-- start Data shown --

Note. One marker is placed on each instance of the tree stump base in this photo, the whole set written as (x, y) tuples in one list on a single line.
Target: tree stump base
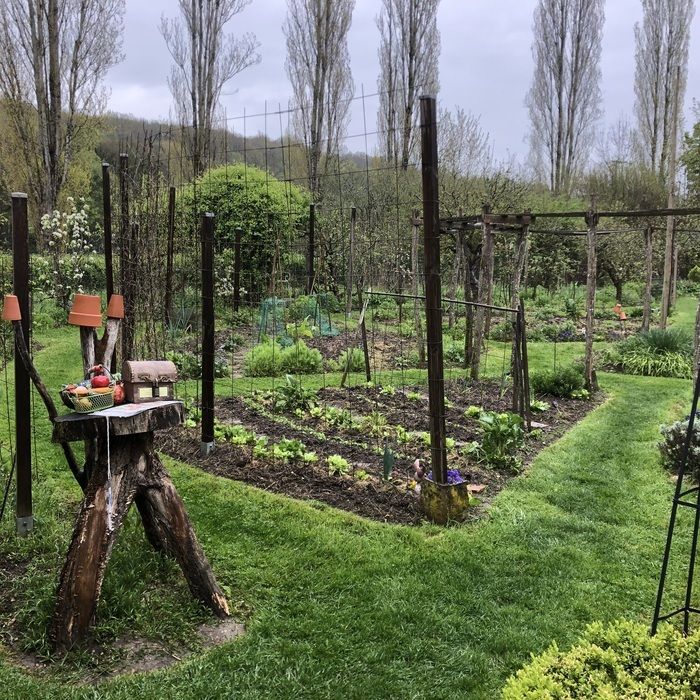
[(123, 468)]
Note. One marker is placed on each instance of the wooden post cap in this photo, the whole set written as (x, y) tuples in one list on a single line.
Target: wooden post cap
[(86, 311), (10, 309), (115, 308)]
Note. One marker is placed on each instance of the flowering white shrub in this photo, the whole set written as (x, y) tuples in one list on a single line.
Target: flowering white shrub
[(68, 237)]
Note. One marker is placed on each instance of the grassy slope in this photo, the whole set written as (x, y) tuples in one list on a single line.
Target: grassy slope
[(346, 608)]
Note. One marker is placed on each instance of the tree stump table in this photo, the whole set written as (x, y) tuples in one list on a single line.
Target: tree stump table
[(122, 467)]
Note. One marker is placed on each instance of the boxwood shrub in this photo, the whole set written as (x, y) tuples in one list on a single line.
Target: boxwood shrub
[(620, 661)]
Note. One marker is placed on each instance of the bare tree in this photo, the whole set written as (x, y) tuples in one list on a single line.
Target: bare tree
[(564, 100), (318, 66), (53, 57), (409, 50), (205, 60), (466, 154), (662, 41)]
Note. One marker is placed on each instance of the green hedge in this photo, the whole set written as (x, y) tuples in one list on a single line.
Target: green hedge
[(618, 661)]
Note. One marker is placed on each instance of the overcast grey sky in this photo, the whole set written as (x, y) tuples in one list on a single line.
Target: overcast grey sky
[(485, 65)]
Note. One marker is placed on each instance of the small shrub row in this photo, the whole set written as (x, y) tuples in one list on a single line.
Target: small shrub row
[(270, 360), (671, 447), (189, 366), (655, 353), (617, 661), (564, 381)]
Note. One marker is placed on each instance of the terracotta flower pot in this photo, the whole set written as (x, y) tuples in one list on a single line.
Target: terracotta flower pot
[(86, 311), (10, 309), (115, 308)]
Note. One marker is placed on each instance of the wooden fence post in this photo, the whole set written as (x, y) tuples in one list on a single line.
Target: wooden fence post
[(23, 417), (433, 291), (649, 275), (415, 272), (207, 232), (485, 291)]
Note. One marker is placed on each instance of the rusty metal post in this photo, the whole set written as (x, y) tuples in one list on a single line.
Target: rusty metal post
[(23, 408), (311, 250), (433, 291), (170, 255), (107, 240), (107, 226), (348, 284), (670, 220), (237, 269), (591, 276), (207, 445), (126, 259)]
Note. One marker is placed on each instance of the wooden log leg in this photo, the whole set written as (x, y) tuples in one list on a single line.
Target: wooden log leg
[(169, 529), (81, 579)]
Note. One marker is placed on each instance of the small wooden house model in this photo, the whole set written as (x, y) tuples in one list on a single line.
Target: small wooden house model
[(150, 380)]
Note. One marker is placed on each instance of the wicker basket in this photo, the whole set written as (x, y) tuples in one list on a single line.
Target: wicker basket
[(92, 401)]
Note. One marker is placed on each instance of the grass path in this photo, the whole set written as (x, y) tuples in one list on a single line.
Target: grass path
[(344, 608)]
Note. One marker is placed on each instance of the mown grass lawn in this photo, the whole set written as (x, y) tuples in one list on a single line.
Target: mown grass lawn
[(338, 607)]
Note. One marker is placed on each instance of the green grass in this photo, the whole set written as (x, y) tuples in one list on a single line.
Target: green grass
[(344, 608)]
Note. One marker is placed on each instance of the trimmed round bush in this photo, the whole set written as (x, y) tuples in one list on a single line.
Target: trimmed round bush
[(562, 381), (616, 662)]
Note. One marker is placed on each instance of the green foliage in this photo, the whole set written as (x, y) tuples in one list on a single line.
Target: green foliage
[(376, 423), (502, 332), (245, 197), (572, 308), (656, 353), (620, 661), (300, 329), (263, 360), (292, 396), (648, 363), (270, 360), (337, 465), (503, 436), (292, 451), (671, 448), (539, 406), (356, 361), (235, 434), (189, 366), (301, 359), (562, 381)]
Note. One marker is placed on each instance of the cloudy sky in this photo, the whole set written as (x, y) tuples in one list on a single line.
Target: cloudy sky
[(485, 65)]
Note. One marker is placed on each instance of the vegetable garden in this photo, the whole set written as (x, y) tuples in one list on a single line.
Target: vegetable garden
[(327, 353)]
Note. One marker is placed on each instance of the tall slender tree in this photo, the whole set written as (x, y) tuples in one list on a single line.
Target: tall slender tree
[(318, 67), (409, 50), (54, 55), (564, 99), (662, 41), (205, 60)]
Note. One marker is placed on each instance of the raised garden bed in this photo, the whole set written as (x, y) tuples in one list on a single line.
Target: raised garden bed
[(362, 490)]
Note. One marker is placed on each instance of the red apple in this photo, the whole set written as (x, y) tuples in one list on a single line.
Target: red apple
[(99, 381)]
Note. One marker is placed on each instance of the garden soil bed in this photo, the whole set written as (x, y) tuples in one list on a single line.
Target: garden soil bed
[(393, 501)]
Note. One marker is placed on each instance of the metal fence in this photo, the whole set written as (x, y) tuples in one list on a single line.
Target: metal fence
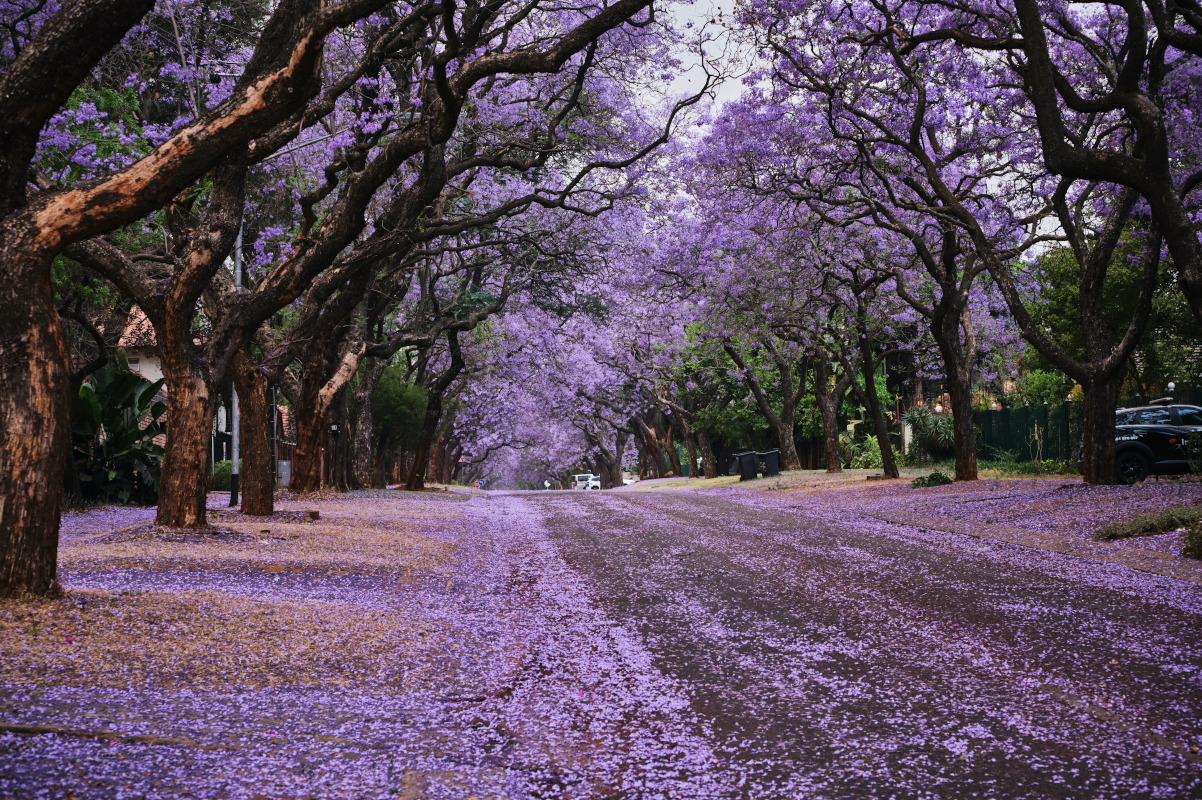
[(1034, 433), (1047, 433)]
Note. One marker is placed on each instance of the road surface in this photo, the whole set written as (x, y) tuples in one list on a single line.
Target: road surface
[(628, 645)]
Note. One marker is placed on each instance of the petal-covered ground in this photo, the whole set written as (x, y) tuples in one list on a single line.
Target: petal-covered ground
[(783, 639)]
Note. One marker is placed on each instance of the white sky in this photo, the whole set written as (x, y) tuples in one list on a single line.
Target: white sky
[(700, 12)]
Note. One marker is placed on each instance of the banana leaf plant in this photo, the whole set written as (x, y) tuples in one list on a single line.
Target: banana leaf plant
[(114, 422)]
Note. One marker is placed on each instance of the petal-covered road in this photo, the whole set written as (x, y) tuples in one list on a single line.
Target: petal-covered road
[(597, 645), (864, 660)]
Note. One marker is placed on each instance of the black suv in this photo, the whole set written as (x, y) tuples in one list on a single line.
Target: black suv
[(1150, 440)]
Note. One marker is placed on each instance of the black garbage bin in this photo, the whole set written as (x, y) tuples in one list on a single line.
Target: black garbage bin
[(748, 466), (771, 460)]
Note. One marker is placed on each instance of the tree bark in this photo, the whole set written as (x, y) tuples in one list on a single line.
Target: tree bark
[(665, 430), (959, 387), (690, 449), (708, 464), (434, 412), (337, 459), (257, 481), (35, 413), (191, 404), (362, 463), (652, 447), (827, 406), (307, 458), (872, 401), (958, 358)]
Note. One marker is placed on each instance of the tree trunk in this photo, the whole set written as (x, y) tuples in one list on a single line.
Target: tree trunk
[(361, 453), (619, 452), (429, 428), (690, 451), (960, 392), (337, 461), (708, 464), (872, 401), (191, 404), (257, 481), (307, 458), (673, 457), (957, 357), (35, 412), (827, 405), (652, 447), (781, 423), (789, 458), (1098, 446)]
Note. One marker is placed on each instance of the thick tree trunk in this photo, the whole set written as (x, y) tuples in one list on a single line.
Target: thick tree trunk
[(708, 464), (789, 458), (873, 403), (690, 451), (35, 413), (957, 357), (191, 404), (337, 461), (257, 481), (652, 447), (666, 433), (361, 453), (1098, 446), (960, 392), (307, 459), (422, 457), (829, 419)]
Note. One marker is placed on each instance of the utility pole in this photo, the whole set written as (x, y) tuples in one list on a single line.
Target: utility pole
[(236, 433)]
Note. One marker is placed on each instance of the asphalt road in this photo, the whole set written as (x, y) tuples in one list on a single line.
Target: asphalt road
[(857, 660)]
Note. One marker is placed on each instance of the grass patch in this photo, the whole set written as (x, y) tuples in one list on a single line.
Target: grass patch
[(1161, 521), (1029, 467), (1192, 547), (935, 478)]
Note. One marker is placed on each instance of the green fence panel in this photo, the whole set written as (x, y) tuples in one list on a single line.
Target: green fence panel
[(1033, 433)]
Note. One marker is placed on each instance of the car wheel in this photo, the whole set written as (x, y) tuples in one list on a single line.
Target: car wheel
[(1131, 467)]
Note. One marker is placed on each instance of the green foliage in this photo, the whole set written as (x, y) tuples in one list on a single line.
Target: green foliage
[(991, 453), (1045, 386), (935, 478), (1029, 467), (1166, 356), (397, 409), (932, 433), (120, 135), (809, 418), (222, 475), (863, 455), (1192, 448), (1168, 519), (850, 405), (117, 460)]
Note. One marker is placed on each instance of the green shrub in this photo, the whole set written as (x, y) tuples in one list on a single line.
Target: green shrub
[(1030, 467), (1192, 547), (114, 455), (935, 478), (864, 455), (1168, 519)]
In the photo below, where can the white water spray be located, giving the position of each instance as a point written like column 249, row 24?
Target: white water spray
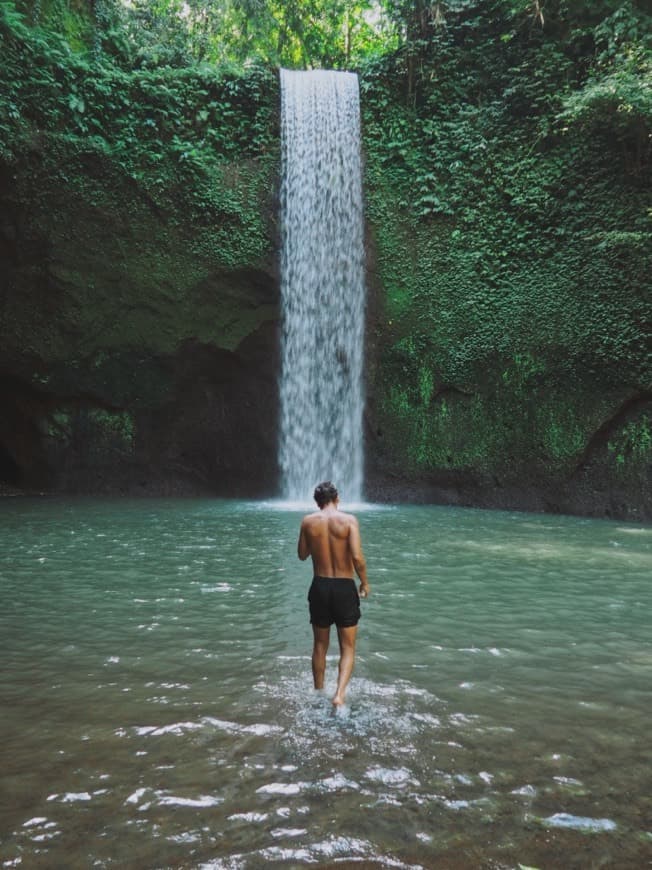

-- end Data shown --

Set out the lines of the items as a numbered list, omitting blank lines, starting with the line containing "Note. One marker is placed on each instance of the red" and ending with the line containing "[(99, 381)]", with both lines included.

1. Note. One marker is placed on each instance of the red apple in this photo, the whole set written as (x, y) tuples in one list on a single line.
2. Target: red apple
3. [(99, 381)]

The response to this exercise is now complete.